◆ **Task item**: Output only the stretch of the listing that starts at the line containing "Each <instance> block" and ends at the line containing "340L83 343L89 344L90", reproduced exactly with both ends.

◆ **Dataset**:
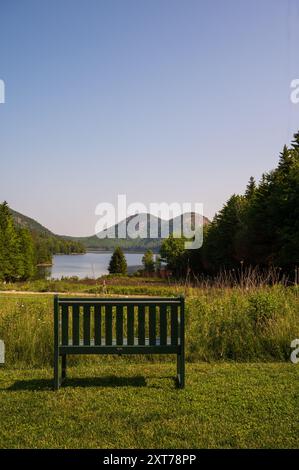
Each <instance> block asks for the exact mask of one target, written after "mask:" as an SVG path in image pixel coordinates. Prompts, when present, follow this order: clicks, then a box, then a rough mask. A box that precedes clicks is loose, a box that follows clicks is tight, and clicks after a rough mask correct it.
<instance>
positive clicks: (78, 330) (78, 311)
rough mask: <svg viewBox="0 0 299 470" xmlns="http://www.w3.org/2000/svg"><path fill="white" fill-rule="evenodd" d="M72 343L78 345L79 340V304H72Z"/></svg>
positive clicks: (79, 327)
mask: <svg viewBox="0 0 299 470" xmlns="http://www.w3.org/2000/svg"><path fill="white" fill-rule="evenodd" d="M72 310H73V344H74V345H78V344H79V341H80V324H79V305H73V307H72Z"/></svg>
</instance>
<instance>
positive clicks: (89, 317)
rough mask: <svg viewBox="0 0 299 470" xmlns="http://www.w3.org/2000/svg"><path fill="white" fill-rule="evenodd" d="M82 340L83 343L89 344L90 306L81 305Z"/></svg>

==

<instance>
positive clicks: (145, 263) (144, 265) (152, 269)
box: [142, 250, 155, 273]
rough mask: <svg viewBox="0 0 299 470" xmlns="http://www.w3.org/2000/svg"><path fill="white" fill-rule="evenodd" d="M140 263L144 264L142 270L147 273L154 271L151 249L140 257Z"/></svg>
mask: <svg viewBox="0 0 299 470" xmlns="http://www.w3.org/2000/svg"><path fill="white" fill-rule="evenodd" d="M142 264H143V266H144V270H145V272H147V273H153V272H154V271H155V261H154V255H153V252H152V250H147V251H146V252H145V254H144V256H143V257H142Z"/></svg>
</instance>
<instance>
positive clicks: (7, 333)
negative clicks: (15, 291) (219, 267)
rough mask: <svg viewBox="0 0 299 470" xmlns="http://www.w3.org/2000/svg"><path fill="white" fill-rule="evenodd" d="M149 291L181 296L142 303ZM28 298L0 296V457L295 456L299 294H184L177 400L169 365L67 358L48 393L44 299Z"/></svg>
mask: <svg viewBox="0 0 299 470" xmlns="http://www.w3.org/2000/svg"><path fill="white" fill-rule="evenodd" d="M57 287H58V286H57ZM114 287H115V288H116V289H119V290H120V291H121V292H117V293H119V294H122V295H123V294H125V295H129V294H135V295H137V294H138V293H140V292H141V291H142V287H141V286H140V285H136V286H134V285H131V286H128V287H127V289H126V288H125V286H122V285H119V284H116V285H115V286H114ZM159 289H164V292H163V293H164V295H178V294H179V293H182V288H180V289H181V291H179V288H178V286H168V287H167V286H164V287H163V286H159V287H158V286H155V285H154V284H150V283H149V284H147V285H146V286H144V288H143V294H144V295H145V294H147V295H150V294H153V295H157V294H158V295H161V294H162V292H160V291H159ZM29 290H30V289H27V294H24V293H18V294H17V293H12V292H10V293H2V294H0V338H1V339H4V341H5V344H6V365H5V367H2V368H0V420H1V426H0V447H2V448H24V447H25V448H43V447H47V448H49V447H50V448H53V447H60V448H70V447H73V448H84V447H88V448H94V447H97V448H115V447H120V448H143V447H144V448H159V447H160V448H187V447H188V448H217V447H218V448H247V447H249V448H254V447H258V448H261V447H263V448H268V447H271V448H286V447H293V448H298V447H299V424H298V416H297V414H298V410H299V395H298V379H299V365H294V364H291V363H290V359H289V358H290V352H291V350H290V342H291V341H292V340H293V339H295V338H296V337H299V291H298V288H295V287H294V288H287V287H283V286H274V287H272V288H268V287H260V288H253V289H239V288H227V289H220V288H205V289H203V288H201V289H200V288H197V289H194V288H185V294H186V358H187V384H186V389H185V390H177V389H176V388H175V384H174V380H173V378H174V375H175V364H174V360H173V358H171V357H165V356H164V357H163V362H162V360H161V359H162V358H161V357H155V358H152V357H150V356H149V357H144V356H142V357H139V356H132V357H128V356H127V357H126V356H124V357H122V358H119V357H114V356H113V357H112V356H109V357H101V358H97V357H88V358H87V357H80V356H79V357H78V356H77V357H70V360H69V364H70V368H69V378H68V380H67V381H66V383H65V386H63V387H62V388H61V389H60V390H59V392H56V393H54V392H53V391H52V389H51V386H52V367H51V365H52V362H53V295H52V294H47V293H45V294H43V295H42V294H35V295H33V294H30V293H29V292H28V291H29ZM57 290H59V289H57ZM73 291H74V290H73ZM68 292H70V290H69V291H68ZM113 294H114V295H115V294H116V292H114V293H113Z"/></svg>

◆ **Exercise response**:
Each <instance> block asks for the exact mask of one target, written after "mask:" as an SVG path in image pixel coordinates. Prompts, when present, follow this order: clicks, then a box, then a rough mask. A box that precedes clicks is loose, a box that follows clicks is tight, and clicks after a rough mask correct it.
<instance>
positive clicks: (78, 330) (78, 311)
rough mask: <svg viewBox="0 0 299 470" xmlns="http://www.w3.org/2000/svg"><path fill="white" fill-rule="evenodd" d="M72 343L78 345L79 340V304H72Z"/></svg>
positive clicks: (79, 327)
mask: <svg viewBox="0 0 299 470" xmlns="http://www.w3.org/2000/svg"><path fill="white" fill-rule="evenodd" d="M72 310H73V344H74V345H78V344H79V341H80V324H79V305H73V307H72Z"/></svg>
</instance>
<instance>
positive clicks: (89, 317)
rough mask: <svg viewBox="0 0 299 470" xmlns="http://www.w3.org/2000/svg"><path fill="white" fill-rule="evenodd" d="M82 340L83 343L89 344L90 306L81 305Z"/></svg>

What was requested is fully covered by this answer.